Could you update the whole listing by changing every "Drop a point" to "Place a point", keeping everything else the same and leaving the pictures out?

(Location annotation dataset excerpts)
++++++++

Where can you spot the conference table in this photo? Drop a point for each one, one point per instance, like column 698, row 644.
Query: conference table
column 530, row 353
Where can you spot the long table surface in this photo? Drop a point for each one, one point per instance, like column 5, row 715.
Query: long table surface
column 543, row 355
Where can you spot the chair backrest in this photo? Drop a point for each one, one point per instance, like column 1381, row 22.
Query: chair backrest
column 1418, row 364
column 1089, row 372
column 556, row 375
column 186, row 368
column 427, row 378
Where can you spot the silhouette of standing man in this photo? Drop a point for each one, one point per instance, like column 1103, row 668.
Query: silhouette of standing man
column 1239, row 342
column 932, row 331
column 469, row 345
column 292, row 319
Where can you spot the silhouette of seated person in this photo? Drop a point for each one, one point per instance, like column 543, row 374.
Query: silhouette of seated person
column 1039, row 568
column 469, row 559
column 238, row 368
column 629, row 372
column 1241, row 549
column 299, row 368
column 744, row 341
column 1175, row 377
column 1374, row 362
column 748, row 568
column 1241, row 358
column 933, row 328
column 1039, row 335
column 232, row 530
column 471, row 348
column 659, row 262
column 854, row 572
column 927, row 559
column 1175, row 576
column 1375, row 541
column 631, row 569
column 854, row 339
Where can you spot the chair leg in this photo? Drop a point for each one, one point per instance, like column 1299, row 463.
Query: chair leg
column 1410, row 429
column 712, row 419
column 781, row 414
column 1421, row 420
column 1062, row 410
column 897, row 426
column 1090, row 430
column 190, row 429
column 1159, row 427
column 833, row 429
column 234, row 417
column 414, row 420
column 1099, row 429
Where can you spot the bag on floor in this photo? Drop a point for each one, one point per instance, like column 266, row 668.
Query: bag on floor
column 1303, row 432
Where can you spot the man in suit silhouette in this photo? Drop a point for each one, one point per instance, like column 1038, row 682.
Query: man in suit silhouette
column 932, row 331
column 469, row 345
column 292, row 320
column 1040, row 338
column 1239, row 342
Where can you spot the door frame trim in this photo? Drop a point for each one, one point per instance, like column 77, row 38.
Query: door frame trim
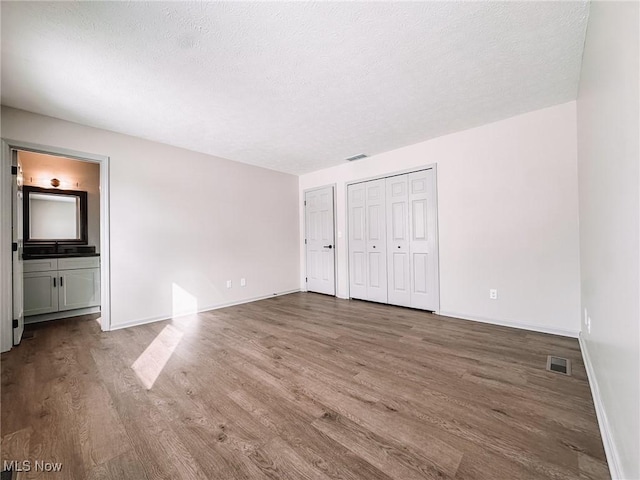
column 6, row 260
column 334, row 188
column 431, row 166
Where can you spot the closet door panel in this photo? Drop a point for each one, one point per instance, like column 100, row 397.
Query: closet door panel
column 376, row 242
column 398, row 282
column 357, row 241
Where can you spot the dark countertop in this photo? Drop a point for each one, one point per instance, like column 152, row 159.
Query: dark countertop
column 40, row 256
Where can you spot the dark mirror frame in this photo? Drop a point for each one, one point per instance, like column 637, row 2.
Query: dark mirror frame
column 82, row 195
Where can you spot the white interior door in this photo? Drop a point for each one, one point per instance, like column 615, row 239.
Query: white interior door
column 376, row 241
column 357, row 241
column 320, row 243
column 398, row 277
column 17, row 239
column 423, row 245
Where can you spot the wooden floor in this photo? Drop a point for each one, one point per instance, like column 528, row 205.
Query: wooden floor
column 302, row 386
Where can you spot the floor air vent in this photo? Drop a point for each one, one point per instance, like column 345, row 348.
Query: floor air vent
column 559, row 365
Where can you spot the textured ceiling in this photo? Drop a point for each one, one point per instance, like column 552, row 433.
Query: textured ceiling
column 289, row 86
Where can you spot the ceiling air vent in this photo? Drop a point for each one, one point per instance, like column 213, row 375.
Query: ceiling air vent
column 356, row 157
column 559, row 365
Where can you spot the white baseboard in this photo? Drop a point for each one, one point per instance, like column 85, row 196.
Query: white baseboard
column 144, row 321
column 521, row 326
column 610, row 450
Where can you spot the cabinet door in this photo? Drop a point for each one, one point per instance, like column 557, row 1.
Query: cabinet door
column 376, row 241
column 398, row 241
column 357, row 242
column 79, row 288
column 423, row 240
column 40, row 292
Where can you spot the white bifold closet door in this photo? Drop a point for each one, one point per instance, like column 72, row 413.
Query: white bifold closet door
column 423, row 240
column 399, row 278
column 393, row 249
column 367, row 241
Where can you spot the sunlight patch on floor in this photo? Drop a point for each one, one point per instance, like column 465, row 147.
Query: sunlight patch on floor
column 152, row 361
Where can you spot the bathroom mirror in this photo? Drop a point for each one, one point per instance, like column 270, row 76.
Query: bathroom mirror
column 52, row 215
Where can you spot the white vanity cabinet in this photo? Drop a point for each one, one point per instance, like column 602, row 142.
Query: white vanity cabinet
column 61, row 284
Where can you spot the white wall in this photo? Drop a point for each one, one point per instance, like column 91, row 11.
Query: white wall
column 508, row 217
column 39, row 169
column 608, row 166
column 182, row 223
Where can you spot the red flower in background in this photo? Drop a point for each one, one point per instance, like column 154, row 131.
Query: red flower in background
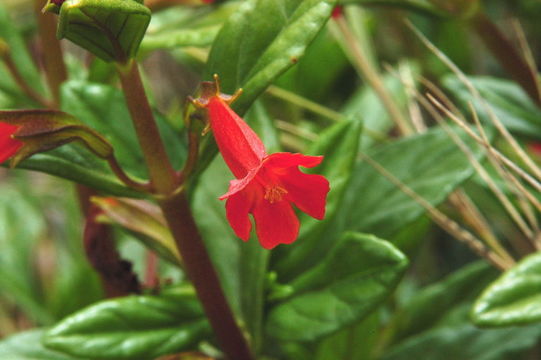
column 266, row 186
column 8, row 145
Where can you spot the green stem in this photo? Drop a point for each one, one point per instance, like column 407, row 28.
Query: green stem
column 161, row 171
column 176, row 210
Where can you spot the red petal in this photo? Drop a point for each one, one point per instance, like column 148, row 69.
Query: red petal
column 237, row 185
column 237, row 208
column 285, row 160
column 276, row 223
column 240, row 146
column 8, row 145
column 308, row 192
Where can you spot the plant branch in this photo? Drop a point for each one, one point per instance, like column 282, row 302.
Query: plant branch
column 204, row 278
column 162, row 174
column 19, row 80
column 508, row 56
column 371, row 76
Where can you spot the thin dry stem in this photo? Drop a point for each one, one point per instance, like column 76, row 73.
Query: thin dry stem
column 450, row 226
column 509, row 163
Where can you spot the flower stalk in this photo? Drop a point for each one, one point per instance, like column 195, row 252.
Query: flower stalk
column 177, row 212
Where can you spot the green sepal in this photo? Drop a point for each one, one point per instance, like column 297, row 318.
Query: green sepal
column 43, row 130
column 109, row 29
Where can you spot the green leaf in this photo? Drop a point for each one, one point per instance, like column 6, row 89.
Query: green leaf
column 109, row 29
column 27, row 346
column 103, row 108
column 339, row 144
column 514, row 298
column 358, row 273
column 261, row 40
column 364, row 105
column 345, row 344
column 18, row 52
column 429, row 163
column 465, row 341
column 134, row 327
column 75, row 163
column 421, row 6
column 433, row 302
column 507, row 100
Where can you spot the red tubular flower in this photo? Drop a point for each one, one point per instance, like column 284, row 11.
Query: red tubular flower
column 8, row 145
column 266, row 186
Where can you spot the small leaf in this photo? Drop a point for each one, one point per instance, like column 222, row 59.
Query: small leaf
column 18, row 52
column 109, row 29
column 42, row 130
column 514, row 298
column 27, row 346
column 79, row 165
column 465, row 341
column 103, row 108
column 358, row 273
column 134, row 327
column 339, row 144
column 143, row 218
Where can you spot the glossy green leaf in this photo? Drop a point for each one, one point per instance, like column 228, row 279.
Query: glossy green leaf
column 358, row 273
column 261, row 40
column 433, row 302
column 27, row 346
column 109, row 29
column 507, row 100
column 142, row 218
column 465, row 341
column 103, row 108
column 133, row 327
column 345, row 343
column 21, row 225
column 339, row 144
column 429, row 163
column 514, row 298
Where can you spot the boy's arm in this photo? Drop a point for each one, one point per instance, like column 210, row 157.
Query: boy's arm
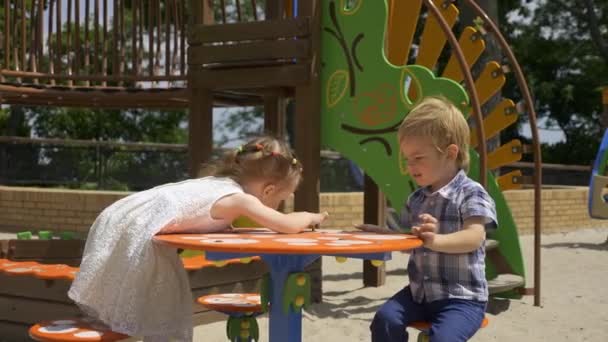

++++++++

» **TASK RESULT**:
Where can you spot the conference table in this photo? Place a point for each one, one point per instance, like column 698, row 644.
Query: conference table
column 530, row 353
Where can you spot the long table surface in this photo? Place a point for each one, one point per instance, like column 5, row 715.
Query: long table surface
column 543, row 355
Where can you spot the chair backrest in this photo? Place a point for each one, one point per instance, like column 1381, row 22.
Query: chair backrest
column 1418, row 364
column 1089, row 372
column 556, row 375
column 186, row 368
column 427, row 378
Where can you spot the silhouette of standing man in this photo? Place a point for each one, one point per instance, like column 1103, row 668.
Query: silhouette of standing man
column 1239, row 342
column 932, row 331
column 469, row 345
column 292, row 319
Where can you spot the silhouette of seated person in this photo? Place a point for each one, one point per instance, like column 543, row 374.
Query: silhouette of seated person
column 1039, row 568
column 469, row 559
column 238, row 368
column 629, row 372
column 1241, row 549
column 299, row 368
column 744, row 341
column 1175, row 377
column 1374, row 362
column 748, row 568
column 1241, row 358
column 933, row 328
column 1039, row 335
column 232, row 530
column 471, row 348
column 659, row 262
column 854, row 572
column 927, row 559
column 1175, row 576
column 1375, row 541
column 631, row 569
column 854, row 339
Where can you spot the chair leg in this photo? Place a point for each one, one point per instance, like column 1299, row 463.
Query: chair leg
column 1410, row 429
column 712, row 419
column 781, row 414
column 1421, row 420
column 1062, row 410
column 897, row 426
column 1090, row 430
column 190, row 429
column 1159, row 427
column 833, row 429
column 234, row 417
column 414, row 420
column 1099, row 429
Where can you spot the bag on floor in this photo? Place a point for each one, one point per instance, like column 266, row 668.
Query: bag on floor
column 1303, row 432
Where can you spot the man in suit silhouette in this photo? Place a point for each one, one point per instance, like column 1038, row 682.
Query: man in suit silhouette
column 932, row 331
column 469, row 345
column 292, row 320
column 1040, row 338
column 1239, row 342
Where can you spot the door frame trim in this photo? Place a point for each one, one point per instance, like column 77, row 38.
Query: door frame trim
column 6, row 260
column 334, row 188
column 431, row 166
Where can you spot the closet door panel in this photo? Place a point for each one, one point per instance, like column 100, row 397.
Query: closet door panel
column 376, row 242
column 398, row 282
column 357, row 241
Where can you spot the dark countertop in this photo? Place a point for each one, one point per instance, like column 152, row 159.
Query: dark countertop
column 40, row 256
Where can you spot the dark mirror frame in this photo? Place a point for each one, one point per instance, like column 637, row 2.
Query: dark mirror frame
column 82, row 195
Where can you spot the white interior door in this photo? Place a point for each one, one point per instance, like column 615, row 239.
Query: white interior door
column 376, row 241
column 357, row 241
column 320, row 243
column 398, row 277
column 17, row 239
column 423, row 245
Where can you spot the wooden floor in this photo? Place a point for each one, one point per instance, like column 528, row 205.
Query: wooden floor
column 302, row 386
Where can you spot the floor air vent in this photo? Place a point for each one, one point per instance, like column 345, row 348.
Query: floor air vent
column 559, row 365
Where can you spot the textured ceiling in this photo? Place a point for each one, one point per instance, like column 552, row 433.
Query: textured ceiling
column 289, row 86
Where can you spot the ceiling air vent in this photo? Place a point for each one, one point per instance, like column 213, row 375.
Query: ceiling air vent
column 356, row 157
column 559, row 365
Where can you spot the white baseboard in this photo? Place a point for each one, one point per instance, like column 85, row 196.
Query: white baseboard
column 144, row 321
column 521, row 326
column 610, row 450
Where can you spot the cabinet door in this photo? Place a point for each one, one point per instance, like column 557, row 1.
Query: cabinet door
column 376, row 241
column 398, row 241
column 357, row 242
column 79, row 288
column 423, row 240
column 40, row 292
Where can you spot the white bifold closet door in this photo? Place a point for each one, one point per instance, like column 72, row 413.
Query: white bifold closet door
column 423, row 240
column 399, row 278
column 393, row 249
column 367, row 241
Where can you spot the sunlight patch on floor in this photo? Place a point for each one, one point per instance, like column 465, row 147.
Query: sunlight patch on floor
column 152, row 361
Where can you spot the bathroom mirror in this photo? Place a point for each one, one point per instance, like column 270, row 76.
Query: bathroom mirror
column 52, row 215
Where can you spot the white vanity cabinet in this photo? Place a point for each one, one point per instance, like column 602, row 142.
Query: white vanity cabinet
column 61, row 284
Where can you spot the white wall in this photo? Place a point for each one, one point per instance, like column 91, row 11.
Query: white wall
column 508, row 217
column 39, row 169
column 608, row 166
column 182, row 223
Where can you spot the red flower in background in this photo? Place a point for each one, one point per instance, like column 154, row 131.
Query: red flower in background
column 266, row 186
column 8, row 145
Where can you spot the green stem in this photo? Place a point for each one, one point per instance, like column 407, row 28.
Query: green stem
column 161, row 171
column 176, row 210
Where can you spot the red petal in this photo? Place a point for each one, one point per instance, like column 148, row 69.
Query: red petal
column 237, row 185
column 237, row 208
column 285, row 160
column 276, row 223
column 240, row 146
column 8, row 145
column 308, row 192
Where can you spot the plant branch in this photo? Place a point for each one, one point per instance, like column 282, row 302.
Query: plant branch
column 204, row 278
column 162, row 174
column 19, row 80
column 508, row 56
column 371, row 76
Where can you spot the thin dry stem in this photo? Place a point for each one, one point per instance, like column 76, row 73.
Query: thin dry stem
column 450, row 226
column 509, row 163
Where can you spot the flower stalk in this photo? Place a point for each one, one point per instance, like column 195, row 252.
Query: flower stalk
column 177, row 212
Where can you spot the green sepal in this photo? Place a point for each one, one point per instance, like column 297, row 318.
Query: green sepal
column 43, row 130
column 109, row 29
Where can you spot the green leaf in this photo? Place a point for each one, one point per instance, like column 6, row 89.
Query: green leaf
column 109, row 29
column 27, row 346
column 103, row 108
column 339, row 144
column 514, row 298
column 358, row 273
column 261, row 40
column 364, row 105
column 345, row 344
column 18, row 52
column 429, row 163
column 465, row 341
column 134, row 327
column 75, row 163
column 421, row 6
column 433, row 302
column 507, row 100
Where can you spot the red tubular flower in this photo? Place a point for each one, one point per instance, like column 284, row 11.
Query: red tubular flower
column 8, row 145
column 266, row 186
Where can you spot the small leaf in this photo? Place a point for each one, one point per instance, like column 222, row 59.
Query: small leaf
column 18, row 52
column 109, row 29
column 42, row 130
column 514, row 298
column 27, row 346
column 79, row 165
column 465, row 341
column 103, row 108
column 358, row 273
column 134, row 327
column 339, row 144
column 143, row 218
Where can you spot the glossy green leaf in this photo? Place a point for each one, one point per instance, like column 228, row 279.
Query: glossy green leaf
column 358, row 273
column 261, row 40
column 433, row 302
column 27, row 346
column 109, row 29
column 507, row 100
column 142, row 218
column 465, row 341
column 103, row 108
column 133, row 327
column 345, row 343
column 21, row 225
column 339, row 144
column 429, row 163
column 514, row 298
Where can you spot the boy's arm in this photo? Place a point for each one, one point per instance, like column 210, row 157.
Query: boy's arm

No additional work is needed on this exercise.